RECORDS FOR THIS TASK:
☆ ☆ ☆ ☆ ☆ ☆ ☆

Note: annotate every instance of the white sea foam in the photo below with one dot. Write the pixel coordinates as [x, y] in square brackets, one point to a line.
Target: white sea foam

☆ ☆ ☆ ☆ ☆ ☆ ☆

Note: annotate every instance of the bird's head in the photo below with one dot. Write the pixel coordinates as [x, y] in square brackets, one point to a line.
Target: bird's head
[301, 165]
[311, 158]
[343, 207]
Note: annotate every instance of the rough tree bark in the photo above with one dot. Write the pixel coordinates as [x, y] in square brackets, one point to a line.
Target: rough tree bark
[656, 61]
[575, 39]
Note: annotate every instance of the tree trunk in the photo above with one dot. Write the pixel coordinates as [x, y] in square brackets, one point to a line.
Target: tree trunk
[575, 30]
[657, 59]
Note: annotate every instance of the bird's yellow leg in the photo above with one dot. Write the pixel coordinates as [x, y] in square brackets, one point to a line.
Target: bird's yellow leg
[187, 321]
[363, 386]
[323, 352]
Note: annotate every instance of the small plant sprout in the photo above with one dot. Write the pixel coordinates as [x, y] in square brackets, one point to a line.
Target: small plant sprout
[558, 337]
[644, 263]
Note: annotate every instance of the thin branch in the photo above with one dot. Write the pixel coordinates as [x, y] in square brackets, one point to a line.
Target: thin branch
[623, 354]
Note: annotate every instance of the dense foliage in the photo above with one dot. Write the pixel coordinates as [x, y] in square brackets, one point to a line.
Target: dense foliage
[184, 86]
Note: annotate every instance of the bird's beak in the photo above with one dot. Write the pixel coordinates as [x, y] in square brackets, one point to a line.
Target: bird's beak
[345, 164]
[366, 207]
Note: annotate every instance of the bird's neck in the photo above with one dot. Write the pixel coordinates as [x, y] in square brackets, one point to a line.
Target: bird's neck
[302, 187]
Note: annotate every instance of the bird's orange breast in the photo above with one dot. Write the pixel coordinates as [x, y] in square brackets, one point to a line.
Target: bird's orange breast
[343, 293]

☆ ☆ ☆ ☆ ☆ ☆ ☆

TASK TO COMPLETE:
Recast everything from the line containing "Note: annotate every instance of the white" down to the line containing "Target: white sea foam" as a JSON list of strings, one per line, with blank lines omitted.

SOLUTION FOR THIS EXERCISE:
[
  "Note: annotate every instance of the white sea foam in the photo below with one dot. Write the pixel coordinates as [x, y] in square brackets, one point to a line.",
  "Target: white sea foam"
]